= Exercise instructions =
(A) List every United States Code citation that appears in the passage on federal environmental statutes.
(B) Write the next part of the passage on federal environmental statutes, picking up after its final sentence.

= Selected extract =

* * * *

The Atomic Energy Act (42 U.S.C. 2011 – 2297) is the principal federal statute governing the use of nuclear materials in the U.S. The Act covers both military and civilian aspects of atomic energy. Under the Act, private and governmental entities licensed by the Nuclear Regulatory Commission are authorized to produce and utilize nuclear materials except for weapons purposes. 

Marine Protection, Research, and Sanctuaries Act (MPRSA)

MPRSA  (33 U.S.C. 1401 - 1445) regulates the ocean dumping of waste, provides for a research program on ocean dumping, and provides for the designation and regulation of marine sanctuaries. Often known as the Ocean Dumping Act, the Act regulates the ocean dumping of all material beyond the territorial limit (three miles from shore) and prevents or strictly limits dumping material that "would adversely affect human health, welfare, or amenities, or the marine environment, ecological systems, or economic potentialities." A permit from EPA is required for transport of any material from the U.S. for the purpose of dumping into ocean waters, as well as dumping of material from outside the U.S. within the territorial sea or contiguous zone.  Regulations for the MPRSA are at 40 CFR 220 - 238.

Noise Control Act

The Noise Control Act (42 U.S.C. 4901 – 4918) declares that it is U.S. policy to promote an environment free from noise that jeopardizes health or welfare [42 U.S.C. 4901(b)]. EPA has issued noise emission regulations for certain products distributed in interstate commerce.  Regulations for this Act are at: 40 CFR 201 – 211.

* * * *

= Information supplied =
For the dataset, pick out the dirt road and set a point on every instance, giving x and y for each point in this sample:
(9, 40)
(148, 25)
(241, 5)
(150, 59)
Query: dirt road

* * * *

= Exercise answers =
(A)
- 42 U.S.C. 2011 – 2297
- 33 U.S.C. 1401 - 1445
- 42 U.S.C. 4901 – 4918
- 42 U.S.C. 4901(b)

(B)
Additional Wildlife and Conservation Laws

The Endangered Species Act is the most significant federal statute related to wildlife protection. It is also the wildlife-related statute most likely to affect owners of industrial facilities. Other federal statutes related to wildlife with possible application to an industrial facility include the Migratory Bird Treaty Act (16 U.S.C. 703 – 711) which governs the taking of migratory birds; the Wild, Free-Roaming Horses and Burros Act (16 U.S.C. 1331 – 1340) which protects free-roaming horses and burros; and the Bald and Golden Eagle Protection Act (16 U.S.C. 668).

Historic and Cultural Resource Preservation

Requirements of the National Historic Preservation Act (16 U.S.C. 661 – 667c) in 36 CFR 60 and 36 CFR 800; the American Antiquities Act (16 U.S.C. 431 – 433) in 25 CFR 261 and 43 CFR 3; the Archaeological and Historic Preservation Act (16 U.S.C. 469) and the American Indian Religious Freedom Act (42 U.S.C. 1996) in 43 CFR 7; and the Native American Graves Protection and Repatriation Act (25 U.S.C. 3001 – 3013) in 43 CFR 10 apply to the protection of historic and cultural properties, including both existing properties and those discovered during excavation and construction.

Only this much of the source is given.